Tuliskan ulang, tanpa mengubah satu huruf pun, bagian dari tulisan tentang malam dan kekosongan di bawah, mulai dari "Akhirnya saya berkesempatan" dan terus sampai "dan itu menyenangkan.".

→ **CUPLIKAN TEKS**:
▬▬▬▬▬▬▬▬▬▬

Akhirnya saya berkesempatan juga untuk menggoreskan tinta elektrik di halaman ini setelah sekian lama berdiam di bingkai ruangan 4 x 4 meter ini (kamar). Sebelumnya akhir-akhir ini saya lebih senang mengurung diri dan tertutup. Malas sekali untuk berinteraksi dengan sesama. Teman saya ya cuma kasur, laptop dan inti-inti di mimpi. Tidak ada fisik nyata, tidak ada kerjasama. Ya, saya benar-benar terpagari oleh pagar buatan sendiri dan itu menyenangkan.
Saya sangat bersuka ria apabila menjelang malam, tentunya
karena ini bulan Ramadhan dan itu berarti bahwa momentum itu adalah menjelang
buka. Tetapi diluar itu ada alasan lain yang membuat saya begitu senang.
Merdeka. Saya bisa berpikir bebas kemana-mana, tidak ada
ujung batasan ketika malam. Sedikit
polusi suara, sedikit cahaya dan paduan suara jangkrik-jangkrik di luar rumah yang mungkin menambah bentuk suasana ini. Keeksotisan bunyi-bunyian tembakau rokok yang terbakar, mengagungkan ke-syahdu-an suasana
malam, suasana dimana diri ini kembali menjadi gumpalan daging yang tidak berguna
dan tidak bernilai. Acuh terhadap sekitar atau apatis.
Adalah gambaran keseharian saya akhir-akhir ini, statis dan mati namun menyenangkan. Tidak ada yang direpotkan. Semua begitu
liar dan bebas, bisa berlari kemana saja, atau hanya berputar-putar. Kesinisan
hilang, yang muncul beragam bunga-bunga kedamaian. Semuanya ketika petang
berjalan.
Mungkin untuk kali ini, sedikit saya akan ceritakan tentang satu dari beberapa hal, terkait “kekosongan” hari kemarin. Sebelumnya, saya tidak pernah menyebutnya “waktu luang” untuk mendeskripsikan saat dimana partikel kebendaan di ruang waktu tidak dinamis. Kata kekosongan lebih tepat bidik untuk menggambarkan situasi itu, setidaknya daripada kata “waktu luang”.
Untuk apa? Waktu luang artinya tidak kosong, waktu itu ada,
namun tidak digunakan. Kita dalam keadaan sadar dan tahu apa yang harus
dilakukan, namun belum terlaksana. Berbeda ketika sudah ada aksi dan reaksi
dari kekosongan itu, menurutku (sangat wajib digaris bawahi untuk kata “menurutku”).
Ini dia yang sering disebut-sebut oleh lingkungan saya dengan kata “selo”.

▬▬▬▬▬▬▬▬▬▬

→ **INFORMASI YANG DIBERIKAN**:
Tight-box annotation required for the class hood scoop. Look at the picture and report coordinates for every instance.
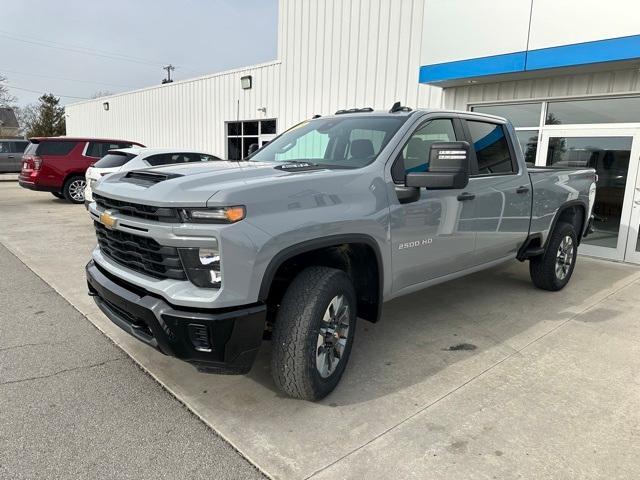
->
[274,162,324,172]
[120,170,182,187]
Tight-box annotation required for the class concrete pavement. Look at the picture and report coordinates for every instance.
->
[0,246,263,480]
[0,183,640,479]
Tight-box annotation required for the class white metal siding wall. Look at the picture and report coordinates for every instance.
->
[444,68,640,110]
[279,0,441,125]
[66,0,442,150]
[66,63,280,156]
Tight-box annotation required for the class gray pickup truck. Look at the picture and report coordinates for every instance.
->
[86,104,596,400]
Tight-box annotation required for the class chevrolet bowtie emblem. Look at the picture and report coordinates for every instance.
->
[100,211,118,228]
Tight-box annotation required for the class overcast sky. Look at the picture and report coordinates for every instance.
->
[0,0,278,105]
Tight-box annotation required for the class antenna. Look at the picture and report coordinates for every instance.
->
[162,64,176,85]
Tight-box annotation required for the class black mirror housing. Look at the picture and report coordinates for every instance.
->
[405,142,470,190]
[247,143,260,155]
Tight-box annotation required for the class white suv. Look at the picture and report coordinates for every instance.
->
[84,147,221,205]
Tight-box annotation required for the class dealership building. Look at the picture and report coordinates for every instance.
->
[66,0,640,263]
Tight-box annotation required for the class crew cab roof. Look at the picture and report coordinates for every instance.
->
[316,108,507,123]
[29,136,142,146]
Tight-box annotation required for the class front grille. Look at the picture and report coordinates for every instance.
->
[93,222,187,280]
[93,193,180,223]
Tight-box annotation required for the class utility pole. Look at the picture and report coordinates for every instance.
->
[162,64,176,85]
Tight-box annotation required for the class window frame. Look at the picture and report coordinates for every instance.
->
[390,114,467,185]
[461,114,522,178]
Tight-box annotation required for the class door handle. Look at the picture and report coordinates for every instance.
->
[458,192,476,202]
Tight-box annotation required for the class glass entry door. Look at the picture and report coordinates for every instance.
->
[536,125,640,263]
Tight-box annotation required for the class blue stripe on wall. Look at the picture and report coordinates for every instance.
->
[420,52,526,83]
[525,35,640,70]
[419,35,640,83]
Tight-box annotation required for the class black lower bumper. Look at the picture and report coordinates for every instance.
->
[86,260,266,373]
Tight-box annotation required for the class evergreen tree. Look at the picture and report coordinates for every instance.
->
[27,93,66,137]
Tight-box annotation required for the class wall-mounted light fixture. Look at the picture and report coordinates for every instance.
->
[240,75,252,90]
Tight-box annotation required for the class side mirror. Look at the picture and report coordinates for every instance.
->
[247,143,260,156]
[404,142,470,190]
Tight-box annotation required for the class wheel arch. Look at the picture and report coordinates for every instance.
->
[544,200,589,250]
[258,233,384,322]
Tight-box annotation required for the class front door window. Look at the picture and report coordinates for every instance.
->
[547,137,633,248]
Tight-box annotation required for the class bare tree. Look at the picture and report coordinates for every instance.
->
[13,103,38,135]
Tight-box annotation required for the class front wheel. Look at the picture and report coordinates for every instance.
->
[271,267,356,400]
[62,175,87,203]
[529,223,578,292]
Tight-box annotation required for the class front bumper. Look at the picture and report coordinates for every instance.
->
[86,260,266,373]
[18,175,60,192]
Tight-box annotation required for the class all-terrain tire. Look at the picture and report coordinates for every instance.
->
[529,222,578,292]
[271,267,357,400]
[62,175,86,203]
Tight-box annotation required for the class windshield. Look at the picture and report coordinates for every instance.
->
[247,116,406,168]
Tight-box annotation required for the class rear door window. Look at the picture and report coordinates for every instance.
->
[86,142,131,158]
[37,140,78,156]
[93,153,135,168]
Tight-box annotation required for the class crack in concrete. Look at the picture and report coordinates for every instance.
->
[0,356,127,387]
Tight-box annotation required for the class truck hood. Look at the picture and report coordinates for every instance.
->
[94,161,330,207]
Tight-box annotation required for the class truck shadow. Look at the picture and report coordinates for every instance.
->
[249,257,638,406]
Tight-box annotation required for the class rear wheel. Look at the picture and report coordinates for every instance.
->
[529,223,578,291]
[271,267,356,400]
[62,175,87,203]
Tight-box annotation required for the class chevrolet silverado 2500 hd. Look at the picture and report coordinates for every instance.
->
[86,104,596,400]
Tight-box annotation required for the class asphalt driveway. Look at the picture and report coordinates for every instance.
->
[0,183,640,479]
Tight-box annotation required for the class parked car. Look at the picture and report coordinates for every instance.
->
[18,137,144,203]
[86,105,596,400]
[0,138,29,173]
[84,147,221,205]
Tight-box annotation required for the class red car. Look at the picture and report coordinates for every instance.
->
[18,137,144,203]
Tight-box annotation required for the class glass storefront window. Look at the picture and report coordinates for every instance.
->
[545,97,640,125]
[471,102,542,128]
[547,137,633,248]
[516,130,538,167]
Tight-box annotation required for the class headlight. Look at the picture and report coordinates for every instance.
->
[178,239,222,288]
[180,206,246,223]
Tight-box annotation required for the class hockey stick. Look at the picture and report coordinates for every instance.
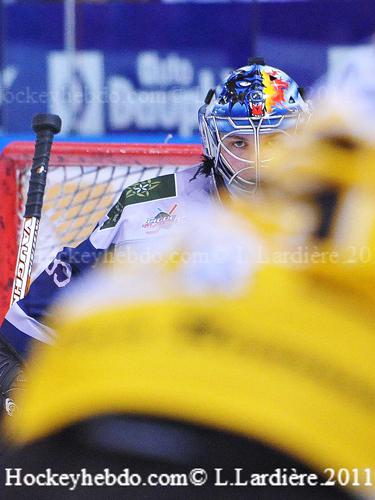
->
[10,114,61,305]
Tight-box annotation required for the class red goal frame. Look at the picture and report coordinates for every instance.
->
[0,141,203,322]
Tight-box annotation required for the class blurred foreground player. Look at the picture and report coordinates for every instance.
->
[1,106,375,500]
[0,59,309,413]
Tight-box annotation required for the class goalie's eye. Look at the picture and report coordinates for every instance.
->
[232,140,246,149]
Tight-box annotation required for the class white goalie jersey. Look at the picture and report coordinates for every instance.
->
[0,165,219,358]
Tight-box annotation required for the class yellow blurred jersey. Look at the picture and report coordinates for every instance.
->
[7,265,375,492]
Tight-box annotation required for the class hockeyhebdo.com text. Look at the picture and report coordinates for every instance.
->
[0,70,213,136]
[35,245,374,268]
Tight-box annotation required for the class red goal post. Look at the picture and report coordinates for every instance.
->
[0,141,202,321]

▬▬▬▬▬▬▬▬▬▬

→ **HASIL TUGAS**:
Akhirnya saya berkesempatan juga untuk menggoreskan tinta elektrik di halaman ini setelah sekian lama berdiam di bingkai ruangan 4 x 4 meter ini (kamar). Sebelumnya akhir-akhir ini saya lebih senang mengurung diri dan tertutup. Malas sekali untuk berinteraksi dengan sesama. Teman saya ya cuma kasur, laptop dan inti-inti di mimpi. Tidak ada fisik nyata, tidak ada kerjasama. Ya, saya benar-benar terpagari oleh pagar buatan sendiri dan itu menyenangkan.